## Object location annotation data
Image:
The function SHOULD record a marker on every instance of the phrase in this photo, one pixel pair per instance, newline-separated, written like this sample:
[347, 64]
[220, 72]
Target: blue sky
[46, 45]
...
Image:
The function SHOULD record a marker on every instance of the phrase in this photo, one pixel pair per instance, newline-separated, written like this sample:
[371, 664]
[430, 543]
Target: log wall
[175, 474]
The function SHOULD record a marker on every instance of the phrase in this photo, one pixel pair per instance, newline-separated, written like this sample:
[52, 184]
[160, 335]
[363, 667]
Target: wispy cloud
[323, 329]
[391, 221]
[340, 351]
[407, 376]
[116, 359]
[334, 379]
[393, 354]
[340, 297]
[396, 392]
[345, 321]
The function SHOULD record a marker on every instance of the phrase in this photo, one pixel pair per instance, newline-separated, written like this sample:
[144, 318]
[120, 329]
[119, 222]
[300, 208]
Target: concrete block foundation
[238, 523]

## EXERCISE DETAILS
Return each line of the items above that contains the word "Target", copied unchanged, one per line.

## SOLUTION FOR THIS EXERCISE
Target: blue sky
Target: log wall
Target: wispy cloud
Target: concrete block foundation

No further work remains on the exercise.